Written problem:
Switch "outline" to "contour" in the material, starting with the line with "target: <item>wax surface</item>" and going on through the line with "112), (21, 117)]]", and write out only those lines again with nothing else changed. Leave the pictures out of your answer.

Given entries:
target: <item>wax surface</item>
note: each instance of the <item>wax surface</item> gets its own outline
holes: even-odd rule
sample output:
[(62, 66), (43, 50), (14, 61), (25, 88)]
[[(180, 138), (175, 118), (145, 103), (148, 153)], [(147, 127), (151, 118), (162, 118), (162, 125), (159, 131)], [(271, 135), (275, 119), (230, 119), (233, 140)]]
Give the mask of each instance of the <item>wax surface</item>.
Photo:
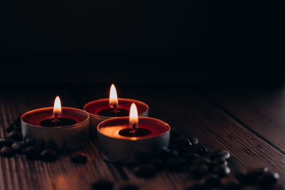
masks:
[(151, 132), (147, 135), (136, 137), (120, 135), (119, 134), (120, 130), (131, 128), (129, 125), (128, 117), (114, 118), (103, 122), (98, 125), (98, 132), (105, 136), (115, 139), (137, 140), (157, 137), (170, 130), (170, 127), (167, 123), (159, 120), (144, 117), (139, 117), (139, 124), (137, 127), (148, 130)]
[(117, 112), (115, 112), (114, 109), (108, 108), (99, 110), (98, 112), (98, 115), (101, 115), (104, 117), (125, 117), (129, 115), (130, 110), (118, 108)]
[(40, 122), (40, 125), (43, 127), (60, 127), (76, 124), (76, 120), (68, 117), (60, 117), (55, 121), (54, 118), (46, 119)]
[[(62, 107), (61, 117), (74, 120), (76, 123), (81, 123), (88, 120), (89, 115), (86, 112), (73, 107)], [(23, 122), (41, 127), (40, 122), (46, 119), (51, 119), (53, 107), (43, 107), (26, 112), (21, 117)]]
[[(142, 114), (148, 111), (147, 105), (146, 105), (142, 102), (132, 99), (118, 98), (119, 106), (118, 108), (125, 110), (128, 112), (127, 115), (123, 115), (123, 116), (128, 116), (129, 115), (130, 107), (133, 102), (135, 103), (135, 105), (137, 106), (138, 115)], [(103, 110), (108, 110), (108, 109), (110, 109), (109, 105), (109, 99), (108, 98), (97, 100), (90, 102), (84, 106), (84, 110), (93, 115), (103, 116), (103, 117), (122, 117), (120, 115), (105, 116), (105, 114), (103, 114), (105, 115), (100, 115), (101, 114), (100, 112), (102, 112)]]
---
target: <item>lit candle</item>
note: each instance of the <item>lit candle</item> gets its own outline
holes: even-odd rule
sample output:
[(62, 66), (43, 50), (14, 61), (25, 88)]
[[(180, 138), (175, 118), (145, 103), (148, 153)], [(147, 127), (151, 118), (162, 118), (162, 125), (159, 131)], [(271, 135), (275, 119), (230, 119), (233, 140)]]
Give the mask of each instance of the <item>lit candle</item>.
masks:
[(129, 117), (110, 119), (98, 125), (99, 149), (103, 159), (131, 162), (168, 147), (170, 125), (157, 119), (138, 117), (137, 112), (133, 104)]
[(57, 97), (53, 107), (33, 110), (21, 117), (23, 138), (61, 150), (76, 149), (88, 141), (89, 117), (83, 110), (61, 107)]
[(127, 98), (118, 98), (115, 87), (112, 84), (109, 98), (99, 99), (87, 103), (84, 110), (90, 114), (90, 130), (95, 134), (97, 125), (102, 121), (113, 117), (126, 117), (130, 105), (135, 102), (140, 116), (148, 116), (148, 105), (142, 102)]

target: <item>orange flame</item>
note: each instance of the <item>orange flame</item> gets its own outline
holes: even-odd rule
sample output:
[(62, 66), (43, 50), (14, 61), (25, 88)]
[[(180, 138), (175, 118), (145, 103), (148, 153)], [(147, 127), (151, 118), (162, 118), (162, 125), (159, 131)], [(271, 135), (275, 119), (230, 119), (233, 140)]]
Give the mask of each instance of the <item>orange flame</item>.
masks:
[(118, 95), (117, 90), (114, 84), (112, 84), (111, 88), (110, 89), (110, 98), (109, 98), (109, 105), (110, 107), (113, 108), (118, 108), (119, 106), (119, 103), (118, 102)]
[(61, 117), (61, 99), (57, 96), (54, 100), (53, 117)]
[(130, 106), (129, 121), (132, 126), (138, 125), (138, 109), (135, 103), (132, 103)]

Exercise output:
target: <item>wax surface</item>
note: each instance of the <item>wax surface</item> gets its own contour
holes: even-odd rule
sample output:
[(62, 66), (43, 50), (14, 61), (25, 88)]
[[(180, 138), (175, 118), (145, 103), (148, 153)], [(147, 127), (151, 118), (162, 118), (162, 125), (159, 131)], [(271, 135), (275, 119), (230, 119), (233, 140)]]
Give the mask of each instance of the <item>wax surface</item>.
Photo:
masks:
[(151, 132), (147, 135), (136, 137), (120, 135), (119, 134), (120, 130), (131, 128), (129, 125), (128, 117), (114, 118), (103, 122), (98, 125), (98, 132), (105, 136), (115, 139), (137, 140), (157, 137), (170, 130), (170, 127), (167, 123), (159, 120), (144, 117), (139, 117), (139, 124), (137, 127), (148, 130)]
[(117, 112), (115, 112), (114, 109), (108, 108), (99, 110), (98, 112), (98, 115), (101, 115), (104, 117), (125, 117), (129, 115), (130, 110), (118, 108)]
[(40, 122), (40, 125), (43, 127), (60, 127), (76, 124), (76, 120), (68, 117), (60, 117), (55, 121), (54, 118), (46, 119)]
[[(62, 107), (61, 117), (74, 120), (76, 123), (81, 123), (88, 120), (89, 115), (86, 112), (73, 107)], [(23, 122), (41, 127), (40, 122), (46, 119), (51, 119), (53, 107), (43, 107), (26, 112), (21, 117)]]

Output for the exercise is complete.